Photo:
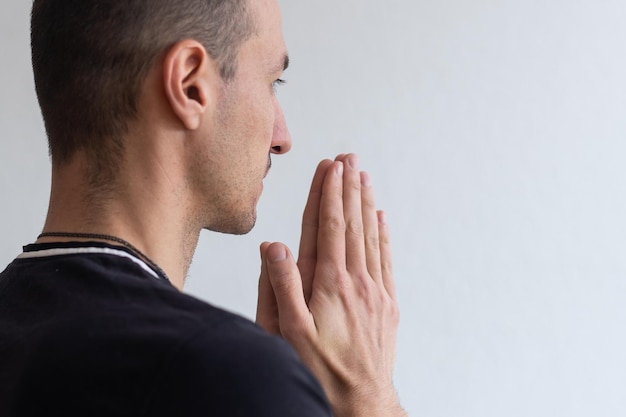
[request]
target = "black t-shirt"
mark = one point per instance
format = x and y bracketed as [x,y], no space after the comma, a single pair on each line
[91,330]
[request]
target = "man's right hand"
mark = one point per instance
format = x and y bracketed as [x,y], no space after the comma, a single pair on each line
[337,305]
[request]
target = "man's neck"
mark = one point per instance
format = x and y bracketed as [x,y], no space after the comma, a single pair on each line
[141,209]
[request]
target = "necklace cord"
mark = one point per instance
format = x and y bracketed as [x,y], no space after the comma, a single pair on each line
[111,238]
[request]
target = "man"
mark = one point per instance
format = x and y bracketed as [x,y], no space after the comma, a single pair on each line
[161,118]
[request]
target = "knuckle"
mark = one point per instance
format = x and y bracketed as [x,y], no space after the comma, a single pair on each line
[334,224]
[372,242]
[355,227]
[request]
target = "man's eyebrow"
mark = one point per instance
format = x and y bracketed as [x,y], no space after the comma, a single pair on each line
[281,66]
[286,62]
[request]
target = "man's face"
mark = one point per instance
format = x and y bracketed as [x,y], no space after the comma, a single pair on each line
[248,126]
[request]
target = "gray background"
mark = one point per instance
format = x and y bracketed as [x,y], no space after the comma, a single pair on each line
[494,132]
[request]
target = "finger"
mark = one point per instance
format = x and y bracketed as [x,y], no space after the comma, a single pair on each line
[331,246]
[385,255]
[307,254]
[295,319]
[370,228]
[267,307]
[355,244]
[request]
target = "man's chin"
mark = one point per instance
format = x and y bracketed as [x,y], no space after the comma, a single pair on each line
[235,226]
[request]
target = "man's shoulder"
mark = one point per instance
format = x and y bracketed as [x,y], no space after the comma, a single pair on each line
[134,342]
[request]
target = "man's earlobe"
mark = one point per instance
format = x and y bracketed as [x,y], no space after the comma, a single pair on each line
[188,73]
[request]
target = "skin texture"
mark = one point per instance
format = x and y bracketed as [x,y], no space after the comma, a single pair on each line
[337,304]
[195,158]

◆ ◆ ◆ ◆

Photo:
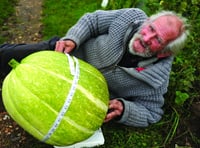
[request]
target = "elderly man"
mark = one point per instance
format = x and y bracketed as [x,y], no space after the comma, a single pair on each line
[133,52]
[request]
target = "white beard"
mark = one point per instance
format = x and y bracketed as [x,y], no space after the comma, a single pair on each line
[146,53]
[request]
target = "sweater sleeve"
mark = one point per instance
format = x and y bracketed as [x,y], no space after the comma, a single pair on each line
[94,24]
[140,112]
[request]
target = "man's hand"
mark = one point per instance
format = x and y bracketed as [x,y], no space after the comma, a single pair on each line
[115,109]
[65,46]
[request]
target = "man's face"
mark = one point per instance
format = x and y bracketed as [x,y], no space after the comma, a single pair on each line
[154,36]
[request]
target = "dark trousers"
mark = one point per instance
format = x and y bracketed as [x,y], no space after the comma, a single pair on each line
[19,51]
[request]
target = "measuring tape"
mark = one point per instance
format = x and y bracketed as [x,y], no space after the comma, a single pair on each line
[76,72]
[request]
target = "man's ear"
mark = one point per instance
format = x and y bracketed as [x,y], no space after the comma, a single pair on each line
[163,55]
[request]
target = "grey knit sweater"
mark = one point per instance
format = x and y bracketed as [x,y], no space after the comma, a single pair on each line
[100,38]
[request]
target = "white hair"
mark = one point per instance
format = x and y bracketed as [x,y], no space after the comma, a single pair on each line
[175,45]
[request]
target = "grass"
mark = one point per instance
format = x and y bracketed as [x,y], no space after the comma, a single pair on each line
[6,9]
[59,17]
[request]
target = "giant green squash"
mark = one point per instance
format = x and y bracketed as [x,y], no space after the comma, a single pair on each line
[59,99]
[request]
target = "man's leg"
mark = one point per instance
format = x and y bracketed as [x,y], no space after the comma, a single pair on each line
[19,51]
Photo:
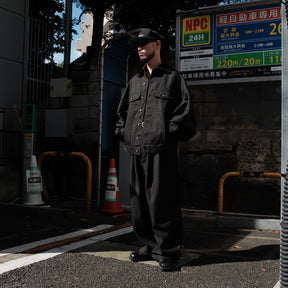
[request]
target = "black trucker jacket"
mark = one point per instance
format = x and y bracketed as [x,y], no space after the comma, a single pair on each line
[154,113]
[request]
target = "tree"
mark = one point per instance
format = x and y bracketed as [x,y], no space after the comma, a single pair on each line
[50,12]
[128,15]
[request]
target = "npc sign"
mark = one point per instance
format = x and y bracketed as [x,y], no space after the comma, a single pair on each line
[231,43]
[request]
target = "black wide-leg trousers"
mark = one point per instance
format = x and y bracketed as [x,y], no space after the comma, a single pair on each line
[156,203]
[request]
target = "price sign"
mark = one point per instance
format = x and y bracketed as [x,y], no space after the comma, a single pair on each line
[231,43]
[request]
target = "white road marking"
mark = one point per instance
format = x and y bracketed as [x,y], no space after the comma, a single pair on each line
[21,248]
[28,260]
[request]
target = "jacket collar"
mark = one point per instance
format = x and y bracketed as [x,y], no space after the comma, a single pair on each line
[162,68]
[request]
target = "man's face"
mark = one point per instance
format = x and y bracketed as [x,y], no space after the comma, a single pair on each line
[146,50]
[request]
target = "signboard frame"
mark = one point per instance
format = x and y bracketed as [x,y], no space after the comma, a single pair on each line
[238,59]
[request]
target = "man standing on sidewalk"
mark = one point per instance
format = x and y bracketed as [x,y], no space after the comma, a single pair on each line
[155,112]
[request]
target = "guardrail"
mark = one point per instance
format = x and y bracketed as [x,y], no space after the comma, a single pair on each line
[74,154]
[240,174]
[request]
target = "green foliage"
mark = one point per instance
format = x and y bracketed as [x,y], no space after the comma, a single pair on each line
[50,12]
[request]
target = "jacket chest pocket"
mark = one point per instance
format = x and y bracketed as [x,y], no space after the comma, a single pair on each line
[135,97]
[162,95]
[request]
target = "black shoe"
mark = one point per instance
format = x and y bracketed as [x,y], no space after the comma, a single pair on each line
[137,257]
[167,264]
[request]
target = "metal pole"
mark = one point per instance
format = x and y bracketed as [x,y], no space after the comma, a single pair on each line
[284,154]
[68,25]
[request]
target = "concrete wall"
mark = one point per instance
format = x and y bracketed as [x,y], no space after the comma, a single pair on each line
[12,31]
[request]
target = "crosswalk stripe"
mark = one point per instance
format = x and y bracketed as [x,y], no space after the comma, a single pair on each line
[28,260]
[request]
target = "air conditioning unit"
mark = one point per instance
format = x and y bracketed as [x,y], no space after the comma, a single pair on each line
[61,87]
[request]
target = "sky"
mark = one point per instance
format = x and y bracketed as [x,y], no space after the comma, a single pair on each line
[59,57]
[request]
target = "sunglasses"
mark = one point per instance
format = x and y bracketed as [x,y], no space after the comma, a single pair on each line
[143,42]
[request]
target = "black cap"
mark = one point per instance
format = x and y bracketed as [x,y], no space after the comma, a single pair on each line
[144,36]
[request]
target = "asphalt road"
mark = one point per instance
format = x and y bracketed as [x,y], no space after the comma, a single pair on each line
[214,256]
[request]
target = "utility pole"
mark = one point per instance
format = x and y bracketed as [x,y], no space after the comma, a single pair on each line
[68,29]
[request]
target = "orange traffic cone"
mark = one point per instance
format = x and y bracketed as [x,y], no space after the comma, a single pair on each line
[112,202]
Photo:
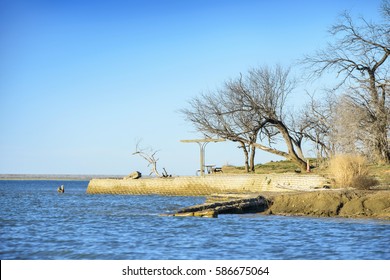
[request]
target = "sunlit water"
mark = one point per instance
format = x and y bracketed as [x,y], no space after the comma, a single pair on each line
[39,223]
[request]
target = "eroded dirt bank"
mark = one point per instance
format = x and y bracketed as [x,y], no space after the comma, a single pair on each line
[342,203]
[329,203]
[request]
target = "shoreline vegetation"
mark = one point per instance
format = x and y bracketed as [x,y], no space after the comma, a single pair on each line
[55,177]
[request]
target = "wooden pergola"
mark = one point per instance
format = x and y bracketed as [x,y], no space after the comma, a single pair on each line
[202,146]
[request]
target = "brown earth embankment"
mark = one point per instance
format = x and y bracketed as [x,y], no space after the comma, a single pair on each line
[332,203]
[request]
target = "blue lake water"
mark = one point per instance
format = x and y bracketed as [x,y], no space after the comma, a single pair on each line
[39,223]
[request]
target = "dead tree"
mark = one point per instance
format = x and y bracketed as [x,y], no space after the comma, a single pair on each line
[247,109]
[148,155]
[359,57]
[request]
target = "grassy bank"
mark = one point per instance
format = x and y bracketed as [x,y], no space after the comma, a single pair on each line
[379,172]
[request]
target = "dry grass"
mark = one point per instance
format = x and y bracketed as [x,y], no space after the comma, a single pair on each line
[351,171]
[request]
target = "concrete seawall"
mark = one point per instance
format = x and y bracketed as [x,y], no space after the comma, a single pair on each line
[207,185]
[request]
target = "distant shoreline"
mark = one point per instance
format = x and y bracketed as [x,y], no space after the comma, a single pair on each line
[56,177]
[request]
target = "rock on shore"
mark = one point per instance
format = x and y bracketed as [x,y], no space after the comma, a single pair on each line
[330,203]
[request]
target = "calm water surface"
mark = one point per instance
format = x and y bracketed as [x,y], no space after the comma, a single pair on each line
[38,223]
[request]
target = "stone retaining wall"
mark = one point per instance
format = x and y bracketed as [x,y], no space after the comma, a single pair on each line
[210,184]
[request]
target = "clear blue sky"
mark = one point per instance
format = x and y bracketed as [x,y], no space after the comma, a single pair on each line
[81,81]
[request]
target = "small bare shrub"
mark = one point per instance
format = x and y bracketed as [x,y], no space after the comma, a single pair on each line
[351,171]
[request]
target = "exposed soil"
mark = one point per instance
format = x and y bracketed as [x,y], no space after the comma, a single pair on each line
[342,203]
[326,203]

◆ ◆ ◆ ◆

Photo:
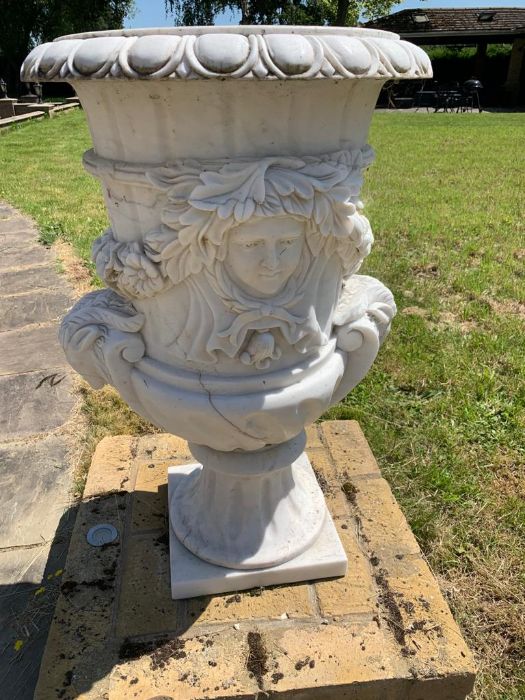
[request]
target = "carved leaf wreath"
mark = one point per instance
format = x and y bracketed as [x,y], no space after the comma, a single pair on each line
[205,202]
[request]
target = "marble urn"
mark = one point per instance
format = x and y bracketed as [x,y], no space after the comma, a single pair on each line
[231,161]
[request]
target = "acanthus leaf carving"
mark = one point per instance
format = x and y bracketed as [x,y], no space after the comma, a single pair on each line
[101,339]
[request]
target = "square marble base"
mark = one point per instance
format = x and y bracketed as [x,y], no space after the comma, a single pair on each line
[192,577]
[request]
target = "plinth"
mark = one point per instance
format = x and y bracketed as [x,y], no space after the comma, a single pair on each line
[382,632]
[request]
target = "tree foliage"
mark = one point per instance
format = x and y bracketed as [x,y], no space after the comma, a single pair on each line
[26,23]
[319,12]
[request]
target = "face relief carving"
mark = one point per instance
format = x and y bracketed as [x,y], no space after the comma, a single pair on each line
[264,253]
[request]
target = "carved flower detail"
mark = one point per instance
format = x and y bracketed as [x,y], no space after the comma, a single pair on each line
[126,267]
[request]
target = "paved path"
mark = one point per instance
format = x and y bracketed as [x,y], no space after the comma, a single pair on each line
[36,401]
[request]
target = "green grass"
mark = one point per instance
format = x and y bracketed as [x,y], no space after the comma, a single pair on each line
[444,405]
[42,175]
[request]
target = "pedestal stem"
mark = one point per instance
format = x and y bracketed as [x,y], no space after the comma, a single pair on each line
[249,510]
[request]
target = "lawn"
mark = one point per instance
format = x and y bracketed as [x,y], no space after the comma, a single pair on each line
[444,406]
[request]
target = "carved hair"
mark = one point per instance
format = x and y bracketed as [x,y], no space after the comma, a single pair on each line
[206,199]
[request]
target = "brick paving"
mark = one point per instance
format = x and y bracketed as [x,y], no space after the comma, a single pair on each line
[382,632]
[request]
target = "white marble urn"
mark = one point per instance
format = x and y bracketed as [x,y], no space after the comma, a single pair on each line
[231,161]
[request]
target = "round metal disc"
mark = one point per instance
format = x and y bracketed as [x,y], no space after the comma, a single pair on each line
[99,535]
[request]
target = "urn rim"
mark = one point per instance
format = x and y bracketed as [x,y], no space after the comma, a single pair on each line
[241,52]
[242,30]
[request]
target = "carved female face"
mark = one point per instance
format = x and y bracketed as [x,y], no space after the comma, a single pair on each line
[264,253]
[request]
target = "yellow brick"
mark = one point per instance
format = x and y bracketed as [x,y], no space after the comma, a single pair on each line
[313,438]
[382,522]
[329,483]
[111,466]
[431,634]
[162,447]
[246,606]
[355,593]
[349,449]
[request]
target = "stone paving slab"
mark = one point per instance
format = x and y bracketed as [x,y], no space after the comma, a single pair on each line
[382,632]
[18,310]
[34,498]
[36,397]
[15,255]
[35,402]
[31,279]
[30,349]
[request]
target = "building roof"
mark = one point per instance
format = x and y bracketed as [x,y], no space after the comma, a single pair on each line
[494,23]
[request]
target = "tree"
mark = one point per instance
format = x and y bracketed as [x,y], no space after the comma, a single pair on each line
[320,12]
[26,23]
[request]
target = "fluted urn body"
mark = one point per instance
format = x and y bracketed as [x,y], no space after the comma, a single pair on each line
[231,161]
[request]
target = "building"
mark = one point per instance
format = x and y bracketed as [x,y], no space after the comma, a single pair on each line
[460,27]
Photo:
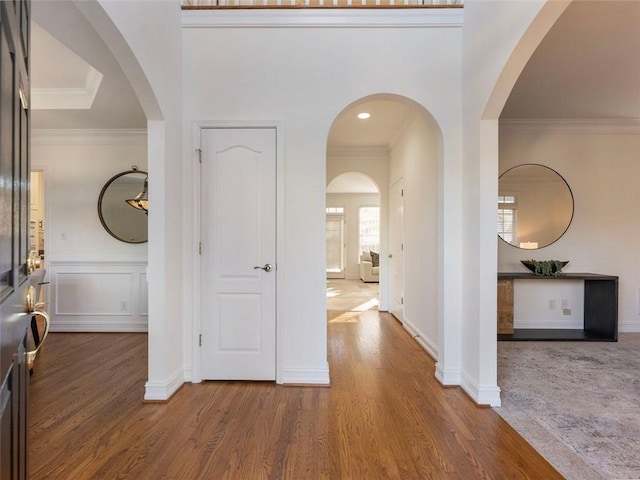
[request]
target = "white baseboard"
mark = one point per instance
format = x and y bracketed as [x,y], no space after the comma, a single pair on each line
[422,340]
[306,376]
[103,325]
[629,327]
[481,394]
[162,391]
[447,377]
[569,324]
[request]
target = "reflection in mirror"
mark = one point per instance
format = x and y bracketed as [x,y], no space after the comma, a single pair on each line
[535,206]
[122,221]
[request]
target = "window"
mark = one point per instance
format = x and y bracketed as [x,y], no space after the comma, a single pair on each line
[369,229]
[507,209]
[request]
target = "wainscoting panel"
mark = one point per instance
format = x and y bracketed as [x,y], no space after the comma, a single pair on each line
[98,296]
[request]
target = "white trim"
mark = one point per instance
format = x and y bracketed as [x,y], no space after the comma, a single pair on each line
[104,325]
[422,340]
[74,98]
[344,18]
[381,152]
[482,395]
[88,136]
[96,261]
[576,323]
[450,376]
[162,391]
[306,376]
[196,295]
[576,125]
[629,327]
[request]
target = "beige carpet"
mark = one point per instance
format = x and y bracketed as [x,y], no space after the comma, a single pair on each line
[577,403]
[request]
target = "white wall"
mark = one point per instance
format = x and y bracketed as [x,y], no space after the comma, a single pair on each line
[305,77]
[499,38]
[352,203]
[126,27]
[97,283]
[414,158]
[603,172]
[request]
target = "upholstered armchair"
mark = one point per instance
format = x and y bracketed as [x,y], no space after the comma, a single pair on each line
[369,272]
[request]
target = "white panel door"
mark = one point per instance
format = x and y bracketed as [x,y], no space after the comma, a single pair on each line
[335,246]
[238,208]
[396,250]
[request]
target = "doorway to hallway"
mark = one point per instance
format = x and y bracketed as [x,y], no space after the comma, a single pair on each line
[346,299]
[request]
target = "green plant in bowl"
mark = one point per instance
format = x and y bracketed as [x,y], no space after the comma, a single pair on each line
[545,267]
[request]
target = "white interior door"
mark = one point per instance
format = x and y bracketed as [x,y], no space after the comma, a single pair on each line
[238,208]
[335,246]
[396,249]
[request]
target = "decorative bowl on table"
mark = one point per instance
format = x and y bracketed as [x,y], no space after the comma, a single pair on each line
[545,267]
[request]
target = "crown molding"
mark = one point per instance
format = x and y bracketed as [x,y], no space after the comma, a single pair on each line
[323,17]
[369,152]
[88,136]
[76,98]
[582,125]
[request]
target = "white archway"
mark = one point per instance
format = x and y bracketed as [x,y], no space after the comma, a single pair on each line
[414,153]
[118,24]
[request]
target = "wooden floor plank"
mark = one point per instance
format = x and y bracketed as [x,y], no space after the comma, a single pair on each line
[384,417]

◆ ◆ ◆ ◆

▶ _Problem to solve_:
Count the lines in the data above that contain the word "stone" and give only that number.

▶ _Result of this task_:
2